Work task: Rewrite the records from their start through the line containing "188L0 207V287L410 281L415", changing "rough mask" to "coarse mask" and leaving everything else the same. Give only that part.
◆ ◆ ◆ ◆
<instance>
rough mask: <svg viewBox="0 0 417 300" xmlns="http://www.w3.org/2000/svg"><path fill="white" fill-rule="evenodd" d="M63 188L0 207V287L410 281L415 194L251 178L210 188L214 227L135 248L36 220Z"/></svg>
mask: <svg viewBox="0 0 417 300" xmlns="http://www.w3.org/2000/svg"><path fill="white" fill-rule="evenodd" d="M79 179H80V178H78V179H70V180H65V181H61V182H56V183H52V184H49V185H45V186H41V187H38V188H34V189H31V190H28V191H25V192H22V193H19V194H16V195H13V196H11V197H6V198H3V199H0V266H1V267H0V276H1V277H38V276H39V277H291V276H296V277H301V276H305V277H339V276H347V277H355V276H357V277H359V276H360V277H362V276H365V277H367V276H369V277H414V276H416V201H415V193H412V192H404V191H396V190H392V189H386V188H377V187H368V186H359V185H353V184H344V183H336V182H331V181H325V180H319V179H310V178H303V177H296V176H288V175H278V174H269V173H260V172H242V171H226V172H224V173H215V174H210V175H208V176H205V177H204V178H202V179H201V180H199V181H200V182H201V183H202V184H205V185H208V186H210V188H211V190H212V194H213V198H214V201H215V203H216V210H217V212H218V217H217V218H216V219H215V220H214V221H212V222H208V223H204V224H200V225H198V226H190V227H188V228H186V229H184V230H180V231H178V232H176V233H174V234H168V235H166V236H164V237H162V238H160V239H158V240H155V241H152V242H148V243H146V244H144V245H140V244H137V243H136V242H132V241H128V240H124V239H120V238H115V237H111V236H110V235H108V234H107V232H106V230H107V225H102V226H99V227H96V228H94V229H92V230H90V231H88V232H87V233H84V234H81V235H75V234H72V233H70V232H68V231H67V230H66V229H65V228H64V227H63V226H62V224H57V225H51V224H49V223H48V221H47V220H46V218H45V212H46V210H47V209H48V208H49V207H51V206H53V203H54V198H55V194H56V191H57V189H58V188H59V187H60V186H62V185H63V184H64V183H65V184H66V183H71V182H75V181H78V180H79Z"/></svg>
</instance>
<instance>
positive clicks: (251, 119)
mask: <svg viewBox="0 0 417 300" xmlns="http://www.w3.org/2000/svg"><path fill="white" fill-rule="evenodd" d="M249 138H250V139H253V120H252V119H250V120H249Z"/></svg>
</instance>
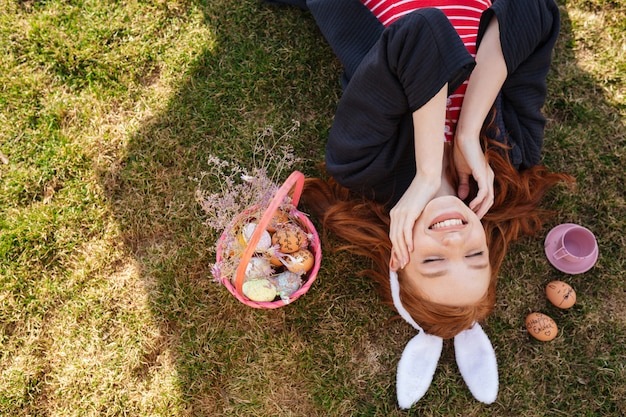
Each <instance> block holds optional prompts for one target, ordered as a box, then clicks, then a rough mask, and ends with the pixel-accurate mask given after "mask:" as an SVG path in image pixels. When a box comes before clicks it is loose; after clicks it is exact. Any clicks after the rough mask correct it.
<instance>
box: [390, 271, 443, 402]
mask: <svg viewBox="0 0 626 417" xmlns="http://www.w3.org/2000/svg"><path fill="white" fill-rule="evenodd" d="M389 283H390V284H391V296H392V298H393V304H394V305H395V306H396V310H398V313H400V316H402V318H403V319H404V320H406V321H407V322H408V323H409V324H410V325H411V326H413V327H415V329H417V330H418V331H419V333H418V334H417V336H415V337H414V338H413V339H411V340H410V341H409V343H407V345H406V347H405V348H404V352H402V357H401V358H400V362H398V373H397V376H396V391H397V395H398V405H399V406H400V408H411V406H412V405H413V404H415V403H416V402H417V401H419V399H420V398H422V397H423V396H424V394H425V393H426V391H427V390H428V387H429V386H430V383H431V382H432V380H433V375H434V374H435V369H436V368H437V362H438V361H439V356H441V350H442V348H443V340H442V339H441V338H440V337H437V336H433V335H430V334H426V333H424V330H423V329H422V328H421V327H420V325H419V324H417V323H416V322H415V320H413V317H411V315H410V314H409V312H408V311H407V310H406V309H405V308H404V306H403V305H402V301H401V300H400V284H399V282H398V274H397V273H396V272H394V271H391V270H390V271H389Z"/></svg>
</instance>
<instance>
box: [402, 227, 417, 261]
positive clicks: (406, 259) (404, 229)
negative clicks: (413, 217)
mask: <svg viewBox="0 0 626 417" xmlns="http://www.w3.org/2000/svg"><path fill="white" fill-rule="evenodd" d="M407 220H408V219H407ZM414 224H415V221H414V220H410V221H406V224H405V225H404V233H403V237H404V243H405V245H406V246H405V247H406V258H404V260H405V262H408V260H409V253H411V252H413V225H414ZM402 267H403V268H404V265H403V266H402Z"/></svg>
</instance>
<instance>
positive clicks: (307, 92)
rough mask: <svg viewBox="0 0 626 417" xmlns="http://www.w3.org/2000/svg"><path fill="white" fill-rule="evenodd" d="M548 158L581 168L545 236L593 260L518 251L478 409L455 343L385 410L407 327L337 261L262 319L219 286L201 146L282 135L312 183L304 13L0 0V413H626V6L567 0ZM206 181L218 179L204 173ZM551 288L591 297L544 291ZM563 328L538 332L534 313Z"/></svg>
mask: <svg viewBox="0 0 626 417" xmlns="http://www.w3.org/2000/svg"><path fill="white" fill-rule="evenodd" d="M561 6H562V8H561V9H562V14H563V25H562V33H561V37H560V40H559V43H558V45H557V50H556V51H555V57H554V66H553V71H552V72H551V73H550V76H549V90H550V94H549V98H548V102H547V104H546V108H545V112H546V115H547V117H548V119H549V122H548V126H547V132H546V144H545V150H544V163H545V164H546V165H547V166H548V167H549V168H550V169H552V170H554V171H562V172H566V173H569V174H572V175H573V176H575V177H576V179H577V182H578V188H577V190H575V191H573V190H566V189H555V190H554V191H553V192H551V194H550V195H549V196H548V198H547V199H546V201H545V206H546V207H549V208H553V209H555V210H556V212H557V214H556V216H555V217H554V218H553V219H551V220H550V222H549V223H548V224H546V226H545V227H544V231H545V232H547V231H548V230H549V228H550V227H552V226H554V225H556V224H558V223H561V222H577V223H580V224H583V225H585V226H587V227H589V228H590V229H592V230H593V231H594V232H595V233H596V235H597V237H598V241H599V245H600V252H601V254H600V259H599V261H598V263H597V265H596V266H595V267H594V268H593V269H592V270H591V271H589V272H587V273H584V274H581V275H573V276H568V275H565V274H563V273H560V272H559V271H557V270H555V269H554V268H553V267H552V266H551V265H550V264H549V263H548V262H547V260H546V259H545V256H544V255H543V248H542V244H543V237H544V236H543V235H540V236H536V237H533V238H525V239H522V240H521V241H519V242H517V243H515V244H514V245H513V247H512V248H511V251H510V253H509V255H508V257H507V258H506V260H505V264H504V267H503V269H502V274H501V279H500V284H499V289H498V291H499V292H498V302H497V307H496V311H495V313H494V314H493V316H492V317H491V318H490V319H489V320H488V322H487V323H486V326H485V328H486V331H487V333H488V334H489V335H490V337H491V339H492V342H493V344H494V346H495V348H496V353H497V356H498V360H499V370H500V393H499V396H498V400H497V402H496V403H495V404H493V405H491V406H485V405H482V404H480V403H478V402H476V401H475V400H474V399H473V398H472V397H471V394H470V393H469V391H468V390H467V388H466V387H465V386H464V384H463V382H462V380H461V377H460V375H459V373H458V370H457V368H456V365H455V363H454V352H453V349H452V347H451V345H450V344H449V343H446V344H444V352H443V355H442V359H441V360H440V364H439V367H438V369H437V372H436V374H435V378H434V381H433V384H432V386H431V388H430V389H429V391H428V393H427V394H426V396H425V397H424V398H423V399H422V400H421V401H420V402H419V403H418V404H417V405H416V406H415V407H414V408H413V409H411V410H410V411H408V412H401V411H399V410H398V409H397V407H396V405H395V386H394V385H395V382H394V381H395V367H396V364H397V360H398V358H399V355H400V353H401V351H402V349H403V347H404V344H405V343H406V341H408V339H409V338H410V337H411V336H412V334H413V332H412V331H411V329H410V328H409V326H408V325H406V324H405V323H403V322H402V321H388V320H389V319H390V318H391V317H392V316H393V313H392V312H391V311H390V310H389V309H388V308H386V307H384V306H381V305H380V304H379V303H378V302H377V299H376V295H375V292H374V288H373V285H372V284H371V283H370V282H368V281H367V280H365V279H364V278H361V277H359V276H358V275H357V273H358V271H359V270H360V269H361V268H364V267H365V266H366V264H365V263H364V262H363V260H360V259H355V258H354V257H351V256H349V255H346V254H341V253H333V252H332V251H330V250H328V248H327V249H326V250H325V252H324V260H323V264H322V269H321V270H320V273H319V275H318V280H317V281H316V282H315V284H314V286H313V288H312V289H311V291H310V292H309V293H307V294H306V296H304V297H303V298H301V299H299V300H298V301H297V302H295V303H294V304H293V305H290V306H288V307H285V308H281V309H278V310H272V311H266V310H254V309H250V308H248V307H245V306H244V305H242V304H240V303H239V302H238V301H237V300H236V299H235V298H234V297H232V296H231V295H230V294H229V293H228V292H227V291H226V290H225V289H224V288H223V287H221V286H219V285H217V284H215V283H214V282H213V281H212V278H211V276H210V263H211V262H213V260H214V252H213V245H214V242H215V239H216V232H215V231H213V230H210V229H209V228H208V227H206V226H205V225H204V224H203V221H204V219H203V216H202V211H201V210H200V208H199V207H198V205H197V203H196V202H195V200H194V191H195V188H196V186H197V184H196V182H195V181H194V180H193V179H194V178H196V177H198V176H200V174H201V172H202V171H205V170H207V158H208V155H209V154H214V155H218V156H220V157H222V158H225V159H231V160H236V161H239V162H240V163H241V164H243V165H247V164H250V161H251V152H252V150H253V148H254V143H253V142H254V138H255V137H256V136H257V135H258V133H259V132H261V131H263V130H264V129H266V128H268V127H272V128H273V129H274V131H275V132H278V133H280V132H285V131H287V130H288V129H289V128H290V127H291V126H293V122H292V121H293V120H296V121H298V122H300V129H299V130H298V131H297V132H296V133H295V134H294V135H292V136H290V137H289V138H287V139H286V140H287V143H288V144H290V145H292V146H293V147H294V149H295V152H296V154H297V156H299V157H301V158H303V162H302V163H301V164H300V165H299V166H298V167H297V168H298V169H299V170H301V171H303V172H305V173H307V174H308V175H319V173H320V172H319V170H318V162H320V161H321V159H322V155H323V149H324V142H325V137H326V136H327V132H328V129H329V127H330V123H331V121H332V117H333V111H334V106H335V103H336V102H337V99H338V97H339V96H340V95H341V89H340V84H339V77H340V73H341V68H340V66H339V64H338V63H337V61H336V60H335V59H334V57H333V54H332V52H331V51H330V49H329V48H328V46H327V44H326V43H325V42H324V41H323V40H322V38H321V35H320V33H319V31H318V29H317V28H316V26H315V23H314V21H313V19H312V18H311V16H310V15H309V14H308V13H306V12H302V11H300V10H297V9H291V8H275V7H269V6H265V5H262V4H260V3H259V2H257V1H254V0H247V1H243V2H229V1H225V0H212V1H193V0H180V1H153V2H148V1H145V2H138V1H129V2H113V1H91V0H85V1H72V2H69V1H60V0H51V1H9V0H0V46H1V51H2V55H1V57H0V86H1V87H0V151H1V152H2V155H0V156H5V157H6V160H5V161H4V162H0V415H2V416H5V415H6V416H24V417H25V416H96V415H97V416H117V415H120V416H121V415H132V416H155V415H159V416H276V415H280V416H353V415H359V416H361V415H362V416H400V415H425V416H428V415H433V416H435V415H485V416H493V415H498V416H511V415H524V416H546V415H554V416H561V415H568V416H569V415H581V416H597V415H623V414H626V403H625V402H624V398H626V369H625V367H626V365H625V364H626V283H625V282H624V281H625V280H624V278H625V274H624V271H625V270H626V263H625V259H626V258H625V257H624V254H623V251H624V247H626V242H625V239H624V234H623V230H624V229H625V228H626V210H625V208H626V204H625V201H624V198H625V193H624V184H623V183H624V169H625V168H626V163H625V161H624V157H625V151H626V126H625V125H624V120H625V117H626V99H625V94H626V89H625V86H626V80H625V79H624V77H625V75H624V74H626V58H625V55H626V50H624V47H623V45H624V44H625V42H626V39H625V35H624V34H625V33H626V10H625V8H624V5H623V4H622V3H621V2H619V1H608V0H595V1H592V0H586V1H583V0H569V1H565V0H563V1H562V3H561ZM205 185H206V186H207V187H208V189H209V190H217V189H219V185H218V184H215V183H211V182H210V181H209V182H208V183H205ZM553 279H562V280H566V281H567V282H569V283H570V284H571V285H572V286H573V287H574V288H575V289H576V291H577V293H578V302H577V304H576V305H575V306H574V307H573V308H572V309H570V310H567V311H560V310H557V309H556V308H554V307H552V306H551V305H549V303H548V302H547V300H546V298H545V296H544V294H543V289H544V286H545V284H546V283H547V282H548V281H550V280H553ZM531 311H542V312H544V313H546V314H548V315H550V316H551V317H552V318H554V319H555V320H556V322H557V324H558V325H559V327H560V329H561V333H560V334H559V336H558V337H557V339H556V340H554V341H552V342H549V343H539V342H536V341H534V340H532V339H530V337H529V336H528V334H527V333H526V332H525V330H524V327H523V320H524V318H525V316H526V315H527V314H528V313H529V312H531Z"/></svg>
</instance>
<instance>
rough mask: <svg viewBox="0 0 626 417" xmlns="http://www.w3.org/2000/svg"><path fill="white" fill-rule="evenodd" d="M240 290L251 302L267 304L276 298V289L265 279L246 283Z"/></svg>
mask: <svg viewBox="0 0 626 417" xmlns="http://www.w3.org/2000/svg"><path fill="white" fill-rule="evenodd" d="M241 290H242V292H243V295H245V296H246V297H248V298H249V299H251V300H252V301H259V302H267V301H273V300H274V298H276V287H275V286H274V284H272V283H271V282H270V281H269V280H267V279H255V280H252V281H246V282H244V283H243V286H242V288H241Z"/></svg>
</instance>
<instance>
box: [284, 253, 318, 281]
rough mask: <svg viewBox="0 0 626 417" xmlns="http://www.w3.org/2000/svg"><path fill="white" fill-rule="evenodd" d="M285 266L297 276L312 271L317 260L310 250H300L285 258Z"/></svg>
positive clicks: (291, 254) (290, 254) (288, 269)
mask: <svg viewBox="0 0 626 417" xmlns="http://www.w3.org/2000/svg"><path fill="white" fill-rule="evenodd" d="M284 260H285V266H286V267H287V269H288V270H289V271H291V272H293V273H296V274H300V275H302V274H305V273H307V272H309V271H310V270H311V268H312V267H313V264H314V263H315V259H314V257H313V253H311V251H310V250H308V249H299V250H297V251H295V252H293V253H290V254H289V255H288V256H286V257H285V259H284Z"/></svg>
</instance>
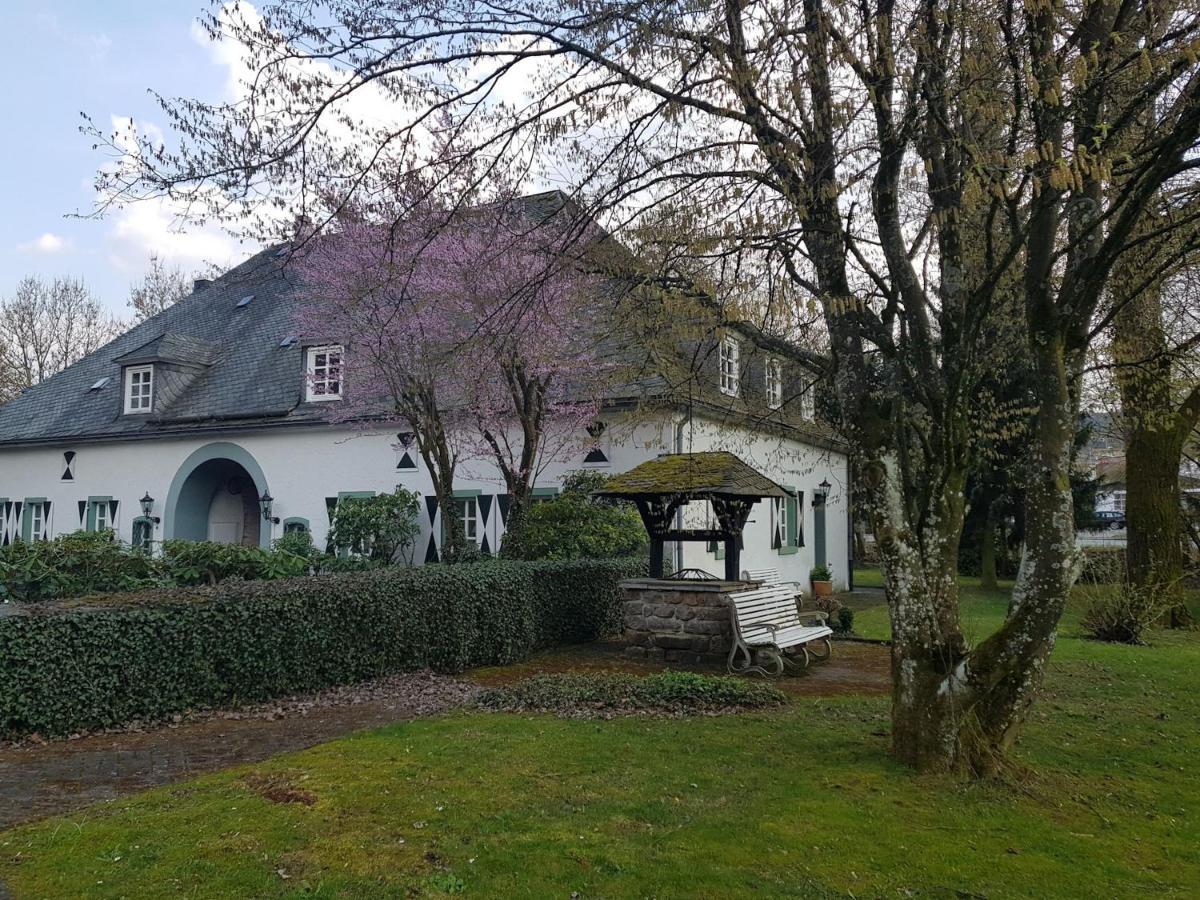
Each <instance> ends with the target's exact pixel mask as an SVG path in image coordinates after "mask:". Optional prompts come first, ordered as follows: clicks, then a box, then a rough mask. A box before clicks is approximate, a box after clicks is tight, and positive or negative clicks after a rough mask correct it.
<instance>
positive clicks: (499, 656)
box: [0, 559, 644, 738]
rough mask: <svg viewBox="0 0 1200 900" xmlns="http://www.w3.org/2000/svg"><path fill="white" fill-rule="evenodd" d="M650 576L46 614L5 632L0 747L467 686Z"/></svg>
mask: <svg viewBox="0 0 1200 900" xmlns="http://www.w3.org/2000/svg"><path fill="white" fill-rule="evenodd" d="M643 572H644V563H643V562H642V560H629V559H619V560H576V562H540V563H527V562H499V560H493V562H485V563H478V564H470V565H455V566H448V565H431V566H424V568H420V569H407V568H390V569H382V570H376V571H371V572H359V574H348V575H323V576H312V577H300V578H287V580H282V581H257V582H227V583H223V584H218V586H215V587H208V588H175V589H169V590H161V592H144V593H142V594H127V595H109V596H104V598H94V599H90V600H83V601H74V602H71V601H67V602H48V604H43V605H41V606H40V607H38V608H37V610H35V611H31V612H28V613H26V614H22V616H11V617H5V618H0V736H4V737H7V738H14V737H19V736H22V734H28V733H31V732H38V733H42V734H46V736H60V734H68V733H72V732H77V731H83V730H94V728H103V727H112V726H116V725H122V724H126V722H130V721H138V720H156V719H162V718H164V716H169V715H172V714H173V713H181V712H185V710H187V709H197V708H204V707H214V706H226V704H235V703H245V702H252V701H262V700H268V698H270V697H275V696H283V695H288V694H295V692H301V691H311V690H317V689H320V688H326V686H330V685H336V684H346V683H352V682H358V680H364V679H368V678H374V677H379V676H384V674H389V673H394V672H400V671H407V670H415V668H425V667H428V668H432V670H434V671H438V672H460V671H462V670H463V668H467V667H469V666H480V665H499V664H506V662H514V661H516V660H520V659H523V658H524V656H526V655H528V654H529V653H530V652H533V650H535V649H538V648H541V647H547V646H552V644H558V643H574V642H582V641H590V640H594V638H596V637H600V636H602V635H605V634H610V632H612V631H616V630H617V629H618V628H619V624H620V601H619V593H618V588H617V582H618V581H619V580H622V578H625V577H631V576H636V575H641V574H643Z"/></svg>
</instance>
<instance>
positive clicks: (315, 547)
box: [271, 530, 318, 559]
mask: <svg viewBox="0 0 1200 900" xmlns="http://www.w3.org/2000/svg"><path fill="white" fill-rule="evenodd" d="M271 550H277V551H282V552H284V553H292V554H293V556H298V557H304V558H305V559H308V558H311V557H314V556H318V552H317V547H316V546H313V542H312V532H308V530H302V532H287V533H286V534H283V535H282V536H281V538H276V539H275V541H274V542H272V544H271Z"/></svg>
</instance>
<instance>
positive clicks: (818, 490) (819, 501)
mask: <svg viewBox="0 0 1200 900" xmlns="http://www.w3.org/2000/svg"><path fill="white" fill-rule="evenodd" d="M832 487H833V485H830V484H829V479H822V480H821V484H820V485H817V490H816V491H815V492H814V494H812V505H814V506H823V505H824V503H826V500H828V499H829V490H830V488H832Z"/></svg>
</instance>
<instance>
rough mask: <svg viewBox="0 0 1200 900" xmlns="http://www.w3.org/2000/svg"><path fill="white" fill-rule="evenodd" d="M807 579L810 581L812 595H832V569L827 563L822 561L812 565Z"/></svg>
◆ ◆ ◆ ◆
Result of the task:
<instance>
coarse mask: <svg viewBox="0 0 417 300" xmlns="http://www.w3.org/2000/svg"><path fill="white" fill-rule="evenodd" d="M63 188L0 207V287L410 281L415 194L251 178L210 188L214 227L135 248L36 220Z"/></svg>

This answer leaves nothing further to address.